Paul Whiteman: The King Of Jazz. Bix, Bing & Rhapsody In Blue
A great success at its debut shows in London as featured at the London Jazz Festival in Cadogan Hall.
A 1920’s spectacular presented by BBC Radio’s Alyn Shipton and featuring Guy Barker as Bix Beiderbecke, Thomas “Spats” Langham as Bing Crosby, Keith Nichols as Paul Whiteman and pianist Nick Dawson performing Rhapsody in Blue conducted by Pete Long.
Paul Whiteman, the biggest name in American music throughout the roaring twenties, lives again in this recreation (the first in London for over forty years) featuring a giant 27 piece orchestra crammed with the finest vintage jazz specialists.
There Ain't No Sweet Man - Conducted by Keith Nichols and sung by Tom Langham
Whiteman was a big man (300 pounds) whose huge orchestra bestrode American popular music in the 1920’s like a colossus. His records sold in the millions and in one year alone his orchestra grossed nearly $700,000!

* _STATED GOAL 1_
In the Paul Whiteman text, who conducts the Rhapsody in Blue performance?
* _STATED GOAL 2_
In the Paul Whiteman text, write out everything from "A 1920’s spectacular" down to "by Pete Long.", swapping "pianist" for "soloist".
* _STATED GOAL 3_
Do these statements agree with the Paul Whiteman text? (a) The recreation features a 27-piece orchestra. (b) Keith Nichols appears as Bing Crosby. (c) Whiteman weighed 300 pounds.
The records have nothing to do with the work on this text.

* _EXTRACTED DATA_
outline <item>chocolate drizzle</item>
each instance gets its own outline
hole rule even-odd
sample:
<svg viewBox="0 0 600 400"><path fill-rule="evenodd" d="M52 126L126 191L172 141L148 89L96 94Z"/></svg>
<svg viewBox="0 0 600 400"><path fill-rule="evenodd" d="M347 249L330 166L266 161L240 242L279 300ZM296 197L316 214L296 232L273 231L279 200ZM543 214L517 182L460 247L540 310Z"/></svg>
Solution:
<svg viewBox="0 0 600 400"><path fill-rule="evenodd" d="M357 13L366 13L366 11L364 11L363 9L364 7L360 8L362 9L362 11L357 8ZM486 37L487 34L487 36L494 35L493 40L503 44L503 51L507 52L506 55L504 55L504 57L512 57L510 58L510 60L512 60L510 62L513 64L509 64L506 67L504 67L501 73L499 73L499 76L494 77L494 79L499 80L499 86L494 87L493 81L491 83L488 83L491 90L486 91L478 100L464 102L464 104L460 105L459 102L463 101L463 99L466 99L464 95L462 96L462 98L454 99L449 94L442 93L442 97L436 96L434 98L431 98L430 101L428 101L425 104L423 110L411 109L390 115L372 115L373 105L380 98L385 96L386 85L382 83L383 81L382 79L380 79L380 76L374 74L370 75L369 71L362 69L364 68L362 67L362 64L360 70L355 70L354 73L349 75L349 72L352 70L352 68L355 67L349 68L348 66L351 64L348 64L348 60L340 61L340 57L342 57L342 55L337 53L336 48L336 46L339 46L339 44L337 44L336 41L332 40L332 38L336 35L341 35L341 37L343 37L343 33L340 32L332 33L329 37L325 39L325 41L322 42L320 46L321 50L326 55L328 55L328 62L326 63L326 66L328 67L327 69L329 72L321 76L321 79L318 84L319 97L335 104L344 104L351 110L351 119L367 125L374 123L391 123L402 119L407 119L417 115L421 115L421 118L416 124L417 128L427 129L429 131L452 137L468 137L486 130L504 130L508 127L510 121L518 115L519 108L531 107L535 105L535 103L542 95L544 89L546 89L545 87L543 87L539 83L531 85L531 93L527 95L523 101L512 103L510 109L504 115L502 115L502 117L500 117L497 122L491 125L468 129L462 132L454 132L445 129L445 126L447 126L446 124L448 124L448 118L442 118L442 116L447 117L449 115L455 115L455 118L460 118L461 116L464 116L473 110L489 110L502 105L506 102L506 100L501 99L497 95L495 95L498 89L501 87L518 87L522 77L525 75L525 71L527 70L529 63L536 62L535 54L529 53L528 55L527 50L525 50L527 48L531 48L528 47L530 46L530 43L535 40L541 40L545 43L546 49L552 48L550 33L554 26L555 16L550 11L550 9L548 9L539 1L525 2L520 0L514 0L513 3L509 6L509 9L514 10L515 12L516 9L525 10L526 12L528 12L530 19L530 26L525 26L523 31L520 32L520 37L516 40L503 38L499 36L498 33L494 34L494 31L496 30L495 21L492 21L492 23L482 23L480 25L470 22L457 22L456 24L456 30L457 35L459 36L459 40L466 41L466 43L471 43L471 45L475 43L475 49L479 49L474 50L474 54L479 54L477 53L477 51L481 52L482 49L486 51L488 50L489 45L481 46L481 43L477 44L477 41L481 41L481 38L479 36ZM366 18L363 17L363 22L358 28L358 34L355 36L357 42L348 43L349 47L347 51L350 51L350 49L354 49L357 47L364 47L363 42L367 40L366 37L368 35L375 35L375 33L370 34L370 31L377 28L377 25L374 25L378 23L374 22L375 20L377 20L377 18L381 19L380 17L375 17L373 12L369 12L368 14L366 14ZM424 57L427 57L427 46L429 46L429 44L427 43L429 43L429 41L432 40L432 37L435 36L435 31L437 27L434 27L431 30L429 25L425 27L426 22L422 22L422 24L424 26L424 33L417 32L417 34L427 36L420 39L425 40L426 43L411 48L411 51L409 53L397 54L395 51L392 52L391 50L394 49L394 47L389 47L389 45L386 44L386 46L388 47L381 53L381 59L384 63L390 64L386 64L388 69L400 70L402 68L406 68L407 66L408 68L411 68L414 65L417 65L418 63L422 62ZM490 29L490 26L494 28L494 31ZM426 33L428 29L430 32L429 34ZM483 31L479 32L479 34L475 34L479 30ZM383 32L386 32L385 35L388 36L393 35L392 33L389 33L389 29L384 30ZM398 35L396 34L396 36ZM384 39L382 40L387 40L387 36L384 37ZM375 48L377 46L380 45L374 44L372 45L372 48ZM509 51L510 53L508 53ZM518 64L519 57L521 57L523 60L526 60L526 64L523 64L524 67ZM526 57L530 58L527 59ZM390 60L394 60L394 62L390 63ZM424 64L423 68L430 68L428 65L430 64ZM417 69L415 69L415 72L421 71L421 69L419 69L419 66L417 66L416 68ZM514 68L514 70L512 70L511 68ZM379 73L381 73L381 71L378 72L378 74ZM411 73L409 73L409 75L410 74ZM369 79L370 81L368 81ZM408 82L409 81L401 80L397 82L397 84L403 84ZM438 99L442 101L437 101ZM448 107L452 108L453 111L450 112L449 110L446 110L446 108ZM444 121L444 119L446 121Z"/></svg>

* _EXERCISE RESULT 1_
Pete Long.

* _EXERCISE RESULT 2_
A 1920’s spectacular presented by BBC Radio’s Alyn Shipton and featuring Guy Barker as Bix Beiderbecke, Thomas “Spats” Langham as Bing Crosby, Keith Nichols as Paul Whiteman and soloist Nick Dawson performing Rhapsody in Blue conducted by Pete Long.

* _EXERCISE RESULT 3_
(a) Yes: "featuring a giant 27 piece orchestra crammed with the finest vintage jazz specialists"
(b) No: "Thomas “Spats” Langham as Bing Crosby, Keith Nichols as Paul Whiteman"
(c) Yes: "Whiteman was a big man (300 pounds)"